CHALLENGE:
In the material below, how many lines contain the string "person"? Matches must have the same case, and the reply should be only the number.

DATASET EXTRACT:
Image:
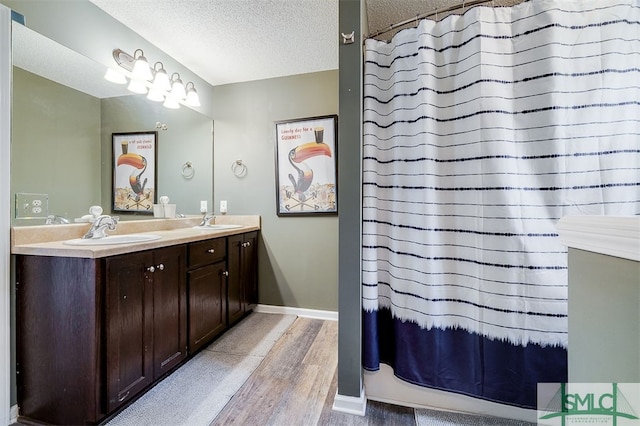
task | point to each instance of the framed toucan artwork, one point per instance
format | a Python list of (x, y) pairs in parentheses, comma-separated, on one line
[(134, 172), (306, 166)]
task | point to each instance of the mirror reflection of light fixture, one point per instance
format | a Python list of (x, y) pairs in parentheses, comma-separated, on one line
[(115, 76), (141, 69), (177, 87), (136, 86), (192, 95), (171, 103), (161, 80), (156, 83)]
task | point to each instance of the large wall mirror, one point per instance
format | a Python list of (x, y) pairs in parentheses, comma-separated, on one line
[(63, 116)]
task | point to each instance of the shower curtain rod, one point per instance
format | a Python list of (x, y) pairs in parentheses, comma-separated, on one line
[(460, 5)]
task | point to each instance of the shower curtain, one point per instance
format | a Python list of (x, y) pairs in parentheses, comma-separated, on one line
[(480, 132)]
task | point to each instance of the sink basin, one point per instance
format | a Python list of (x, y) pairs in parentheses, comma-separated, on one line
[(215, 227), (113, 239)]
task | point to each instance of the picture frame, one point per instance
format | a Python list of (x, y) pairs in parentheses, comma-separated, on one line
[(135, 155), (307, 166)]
...
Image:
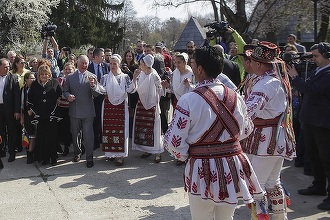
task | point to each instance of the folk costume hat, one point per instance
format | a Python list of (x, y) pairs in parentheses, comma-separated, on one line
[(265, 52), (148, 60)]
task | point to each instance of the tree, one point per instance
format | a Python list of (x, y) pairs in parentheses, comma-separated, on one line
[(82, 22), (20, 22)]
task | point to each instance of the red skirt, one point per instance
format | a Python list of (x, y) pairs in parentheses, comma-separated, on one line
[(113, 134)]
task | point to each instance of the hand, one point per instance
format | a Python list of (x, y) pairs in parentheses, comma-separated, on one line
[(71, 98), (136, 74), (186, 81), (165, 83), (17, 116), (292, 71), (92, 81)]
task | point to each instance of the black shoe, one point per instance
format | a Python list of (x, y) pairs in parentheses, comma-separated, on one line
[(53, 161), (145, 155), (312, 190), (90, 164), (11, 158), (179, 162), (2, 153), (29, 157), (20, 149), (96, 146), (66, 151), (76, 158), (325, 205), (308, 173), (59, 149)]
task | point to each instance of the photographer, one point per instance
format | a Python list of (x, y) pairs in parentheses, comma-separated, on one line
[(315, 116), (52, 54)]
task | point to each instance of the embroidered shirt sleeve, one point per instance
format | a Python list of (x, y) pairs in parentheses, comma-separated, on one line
...
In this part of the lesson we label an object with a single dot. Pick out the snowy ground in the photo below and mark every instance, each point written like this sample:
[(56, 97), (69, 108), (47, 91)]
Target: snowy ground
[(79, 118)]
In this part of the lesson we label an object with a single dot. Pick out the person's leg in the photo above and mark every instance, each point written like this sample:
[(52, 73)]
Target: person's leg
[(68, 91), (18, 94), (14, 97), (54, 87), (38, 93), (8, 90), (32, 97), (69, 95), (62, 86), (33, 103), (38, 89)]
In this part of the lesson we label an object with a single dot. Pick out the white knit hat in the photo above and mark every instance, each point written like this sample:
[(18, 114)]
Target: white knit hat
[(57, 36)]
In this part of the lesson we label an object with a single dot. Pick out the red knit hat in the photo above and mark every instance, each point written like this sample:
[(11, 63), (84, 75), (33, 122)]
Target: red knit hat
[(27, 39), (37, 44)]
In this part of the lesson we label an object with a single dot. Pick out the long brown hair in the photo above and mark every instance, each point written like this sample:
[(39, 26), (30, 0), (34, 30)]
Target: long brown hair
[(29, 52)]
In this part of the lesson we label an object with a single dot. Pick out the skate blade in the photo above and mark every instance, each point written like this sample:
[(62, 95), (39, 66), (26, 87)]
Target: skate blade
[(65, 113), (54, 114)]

RESULT FOR THIS EXERCISE:
2